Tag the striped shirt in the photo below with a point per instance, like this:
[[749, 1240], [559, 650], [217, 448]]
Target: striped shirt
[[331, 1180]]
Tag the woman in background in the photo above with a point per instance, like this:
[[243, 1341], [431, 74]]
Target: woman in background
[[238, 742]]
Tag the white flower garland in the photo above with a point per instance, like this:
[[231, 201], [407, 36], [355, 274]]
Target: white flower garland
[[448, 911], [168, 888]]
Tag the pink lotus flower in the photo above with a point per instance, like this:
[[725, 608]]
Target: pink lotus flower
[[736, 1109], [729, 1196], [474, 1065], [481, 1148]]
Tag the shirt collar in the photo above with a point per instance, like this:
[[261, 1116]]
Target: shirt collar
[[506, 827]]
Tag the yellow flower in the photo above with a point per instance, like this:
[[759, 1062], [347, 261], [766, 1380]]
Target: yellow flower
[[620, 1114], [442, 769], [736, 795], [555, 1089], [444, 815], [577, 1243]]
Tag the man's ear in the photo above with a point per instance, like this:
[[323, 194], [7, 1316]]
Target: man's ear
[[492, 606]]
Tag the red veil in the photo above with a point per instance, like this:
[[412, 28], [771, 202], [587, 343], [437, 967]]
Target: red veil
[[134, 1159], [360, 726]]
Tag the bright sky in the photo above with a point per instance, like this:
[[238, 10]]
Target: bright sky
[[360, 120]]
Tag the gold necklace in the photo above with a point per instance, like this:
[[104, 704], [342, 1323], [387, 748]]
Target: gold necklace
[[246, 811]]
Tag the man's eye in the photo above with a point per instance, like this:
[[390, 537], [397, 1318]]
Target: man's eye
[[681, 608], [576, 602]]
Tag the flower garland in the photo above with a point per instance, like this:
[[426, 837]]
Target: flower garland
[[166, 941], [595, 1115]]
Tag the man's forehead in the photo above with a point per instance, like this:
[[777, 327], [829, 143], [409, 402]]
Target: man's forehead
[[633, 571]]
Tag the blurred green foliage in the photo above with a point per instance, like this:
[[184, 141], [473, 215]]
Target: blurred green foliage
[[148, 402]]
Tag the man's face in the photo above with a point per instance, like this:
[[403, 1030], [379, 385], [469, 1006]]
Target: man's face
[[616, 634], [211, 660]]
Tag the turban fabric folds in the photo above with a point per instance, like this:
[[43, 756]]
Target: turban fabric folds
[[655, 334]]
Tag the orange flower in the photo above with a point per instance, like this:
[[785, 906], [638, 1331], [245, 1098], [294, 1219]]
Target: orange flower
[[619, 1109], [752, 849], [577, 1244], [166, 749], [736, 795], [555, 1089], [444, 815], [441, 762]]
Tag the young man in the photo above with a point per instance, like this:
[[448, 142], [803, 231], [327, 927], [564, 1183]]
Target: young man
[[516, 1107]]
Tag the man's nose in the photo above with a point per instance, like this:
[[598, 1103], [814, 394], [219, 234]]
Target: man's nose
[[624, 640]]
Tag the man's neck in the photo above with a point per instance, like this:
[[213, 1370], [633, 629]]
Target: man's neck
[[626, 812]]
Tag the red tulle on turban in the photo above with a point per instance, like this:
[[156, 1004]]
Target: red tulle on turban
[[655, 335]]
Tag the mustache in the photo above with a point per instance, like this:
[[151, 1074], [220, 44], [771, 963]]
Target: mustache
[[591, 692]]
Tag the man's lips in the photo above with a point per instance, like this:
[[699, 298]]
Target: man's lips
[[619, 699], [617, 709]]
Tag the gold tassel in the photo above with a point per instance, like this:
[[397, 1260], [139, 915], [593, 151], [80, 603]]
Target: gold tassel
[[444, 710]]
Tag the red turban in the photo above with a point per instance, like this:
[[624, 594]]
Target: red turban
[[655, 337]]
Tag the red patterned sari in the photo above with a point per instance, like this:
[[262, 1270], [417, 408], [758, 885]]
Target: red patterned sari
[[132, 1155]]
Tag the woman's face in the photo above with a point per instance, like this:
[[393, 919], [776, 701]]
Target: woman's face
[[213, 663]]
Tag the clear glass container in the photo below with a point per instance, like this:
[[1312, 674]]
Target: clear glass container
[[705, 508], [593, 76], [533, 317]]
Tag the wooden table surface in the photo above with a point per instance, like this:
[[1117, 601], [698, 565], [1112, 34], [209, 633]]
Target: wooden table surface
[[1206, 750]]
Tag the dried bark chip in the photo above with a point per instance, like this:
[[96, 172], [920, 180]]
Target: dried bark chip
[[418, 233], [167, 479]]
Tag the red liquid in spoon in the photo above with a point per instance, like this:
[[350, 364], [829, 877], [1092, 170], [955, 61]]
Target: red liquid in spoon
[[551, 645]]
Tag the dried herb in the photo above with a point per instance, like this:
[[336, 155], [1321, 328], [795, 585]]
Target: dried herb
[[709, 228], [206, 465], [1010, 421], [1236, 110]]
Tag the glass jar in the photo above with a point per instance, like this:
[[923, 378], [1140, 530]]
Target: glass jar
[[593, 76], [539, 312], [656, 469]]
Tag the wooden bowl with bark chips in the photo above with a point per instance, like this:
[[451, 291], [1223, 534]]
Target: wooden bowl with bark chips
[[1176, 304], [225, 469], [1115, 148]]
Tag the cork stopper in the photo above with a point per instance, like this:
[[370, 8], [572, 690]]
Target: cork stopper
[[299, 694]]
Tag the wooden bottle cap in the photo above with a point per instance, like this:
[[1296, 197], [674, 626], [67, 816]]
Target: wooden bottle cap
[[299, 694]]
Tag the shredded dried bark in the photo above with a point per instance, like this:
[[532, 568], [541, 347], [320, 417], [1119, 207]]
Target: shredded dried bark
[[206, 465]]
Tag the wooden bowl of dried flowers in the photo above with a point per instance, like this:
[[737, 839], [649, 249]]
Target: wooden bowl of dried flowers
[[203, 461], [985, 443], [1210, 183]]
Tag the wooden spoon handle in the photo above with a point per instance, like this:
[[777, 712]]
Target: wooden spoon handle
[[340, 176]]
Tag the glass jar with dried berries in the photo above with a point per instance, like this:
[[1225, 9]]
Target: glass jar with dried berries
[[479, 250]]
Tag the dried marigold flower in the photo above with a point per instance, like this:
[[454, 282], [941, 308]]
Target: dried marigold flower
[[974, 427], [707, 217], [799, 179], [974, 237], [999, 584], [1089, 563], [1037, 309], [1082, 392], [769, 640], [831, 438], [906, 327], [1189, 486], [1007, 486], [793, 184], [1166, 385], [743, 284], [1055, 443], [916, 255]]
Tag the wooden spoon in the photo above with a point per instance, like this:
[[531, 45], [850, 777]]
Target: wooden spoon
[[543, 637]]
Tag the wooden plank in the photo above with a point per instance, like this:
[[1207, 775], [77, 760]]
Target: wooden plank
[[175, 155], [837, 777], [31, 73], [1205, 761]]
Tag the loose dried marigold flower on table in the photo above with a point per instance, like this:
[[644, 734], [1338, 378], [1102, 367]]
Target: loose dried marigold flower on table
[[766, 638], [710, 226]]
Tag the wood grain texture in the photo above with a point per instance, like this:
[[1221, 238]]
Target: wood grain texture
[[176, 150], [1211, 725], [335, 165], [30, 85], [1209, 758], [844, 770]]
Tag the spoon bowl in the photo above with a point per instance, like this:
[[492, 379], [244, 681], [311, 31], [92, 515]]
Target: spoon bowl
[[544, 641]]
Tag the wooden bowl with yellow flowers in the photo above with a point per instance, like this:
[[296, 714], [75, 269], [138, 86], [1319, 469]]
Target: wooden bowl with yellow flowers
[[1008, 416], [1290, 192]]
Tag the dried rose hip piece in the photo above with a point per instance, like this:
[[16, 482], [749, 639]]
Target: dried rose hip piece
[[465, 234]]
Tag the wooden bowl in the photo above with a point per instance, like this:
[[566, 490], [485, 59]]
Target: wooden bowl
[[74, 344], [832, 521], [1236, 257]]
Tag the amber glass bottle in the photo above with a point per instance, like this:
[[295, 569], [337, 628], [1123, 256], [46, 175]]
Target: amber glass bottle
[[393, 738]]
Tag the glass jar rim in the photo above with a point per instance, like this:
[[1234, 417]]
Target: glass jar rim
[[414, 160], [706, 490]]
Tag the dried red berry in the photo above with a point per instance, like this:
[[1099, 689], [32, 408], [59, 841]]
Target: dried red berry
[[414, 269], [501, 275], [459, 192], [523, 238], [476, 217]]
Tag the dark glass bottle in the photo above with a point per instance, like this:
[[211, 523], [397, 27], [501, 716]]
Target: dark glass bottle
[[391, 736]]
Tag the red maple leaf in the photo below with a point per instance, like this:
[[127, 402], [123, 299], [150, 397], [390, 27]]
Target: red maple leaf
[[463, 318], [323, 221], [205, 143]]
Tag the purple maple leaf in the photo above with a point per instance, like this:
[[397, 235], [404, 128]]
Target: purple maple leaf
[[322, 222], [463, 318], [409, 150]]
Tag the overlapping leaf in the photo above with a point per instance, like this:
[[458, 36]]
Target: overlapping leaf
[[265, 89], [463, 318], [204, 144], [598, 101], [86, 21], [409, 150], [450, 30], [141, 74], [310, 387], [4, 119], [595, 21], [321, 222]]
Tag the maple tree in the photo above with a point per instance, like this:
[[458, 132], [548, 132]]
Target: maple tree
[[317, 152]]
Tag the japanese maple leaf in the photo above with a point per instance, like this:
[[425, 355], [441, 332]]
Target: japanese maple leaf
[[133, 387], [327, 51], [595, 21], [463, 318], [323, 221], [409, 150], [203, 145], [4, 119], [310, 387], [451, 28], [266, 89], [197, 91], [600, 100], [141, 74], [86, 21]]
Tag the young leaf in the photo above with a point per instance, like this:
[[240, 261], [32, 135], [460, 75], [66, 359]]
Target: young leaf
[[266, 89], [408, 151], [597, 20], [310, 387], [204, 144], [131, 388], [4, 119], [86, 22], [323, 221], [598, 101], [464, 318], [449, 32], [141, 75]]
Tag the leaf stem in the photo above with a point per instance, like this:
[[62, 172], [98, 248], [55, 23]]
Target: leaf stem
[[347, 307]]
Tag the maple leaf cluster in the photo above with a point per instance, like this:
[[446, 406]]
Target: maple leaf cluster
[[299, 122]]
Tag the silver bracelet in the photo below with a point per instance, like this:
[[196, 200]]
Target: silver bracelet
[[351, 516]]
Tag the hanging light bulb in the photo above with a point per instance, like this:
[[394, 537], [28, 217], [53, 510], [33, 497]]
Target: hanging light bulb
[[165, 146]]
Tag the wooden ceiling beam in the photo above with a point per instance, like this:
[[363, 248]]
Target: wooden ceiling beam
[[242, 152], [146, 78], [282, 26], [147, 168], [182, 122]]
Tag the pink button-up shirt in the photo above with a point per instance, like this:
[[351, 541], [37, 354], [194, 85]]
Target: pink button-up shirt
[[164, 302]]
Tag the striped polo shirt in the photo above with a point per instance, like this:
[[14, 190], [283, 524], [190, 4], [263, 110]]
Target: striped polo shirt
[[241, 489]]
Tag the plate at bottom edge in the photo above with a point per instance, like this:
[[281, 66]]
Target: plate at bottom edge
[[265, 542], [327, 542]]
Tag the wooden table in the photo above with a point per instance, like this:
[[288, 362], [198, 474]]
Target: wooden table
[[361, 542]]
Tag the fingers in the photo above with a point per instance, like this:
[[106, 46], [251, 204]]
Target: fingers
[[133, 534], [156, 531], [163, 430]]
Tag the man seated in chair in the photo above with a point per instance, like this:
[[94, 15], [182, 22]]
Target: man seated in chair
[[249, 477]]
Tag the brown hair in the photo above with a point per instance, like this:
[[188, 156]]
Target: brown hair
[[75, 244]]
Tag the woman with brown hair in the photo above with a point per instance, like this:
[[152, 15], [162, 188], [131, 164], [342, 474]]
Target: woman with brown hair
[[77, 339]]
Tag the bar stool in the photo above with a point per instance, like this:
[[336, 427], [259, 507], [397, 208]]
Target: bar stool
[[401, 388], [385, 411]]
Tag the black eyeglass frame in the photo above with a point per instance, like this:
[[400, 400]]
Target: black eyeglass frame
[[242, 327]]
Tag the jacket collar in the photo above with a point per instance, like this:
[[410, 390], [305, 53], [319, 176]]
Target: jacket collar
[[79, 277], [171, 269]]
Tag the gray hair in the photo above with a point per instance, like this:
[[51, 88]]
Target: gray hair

== == ==

## Work to do
Rewrite the rows from the line containing "Tag the jacket" through the end of the rows, changing "gray hair" to "silver hair" and leaving everything else as it stands.

## The completed task
Tag the jacket collar in the photo above with a point per instance, like this:
[[410, 390], [305, 53], [319, 176]]
Target: jacket collar
[[79, 277], [171, 269]]
Tag the silver hair in the photo above with a point per instance, like this:
[[51, 88]]
Target: silver hair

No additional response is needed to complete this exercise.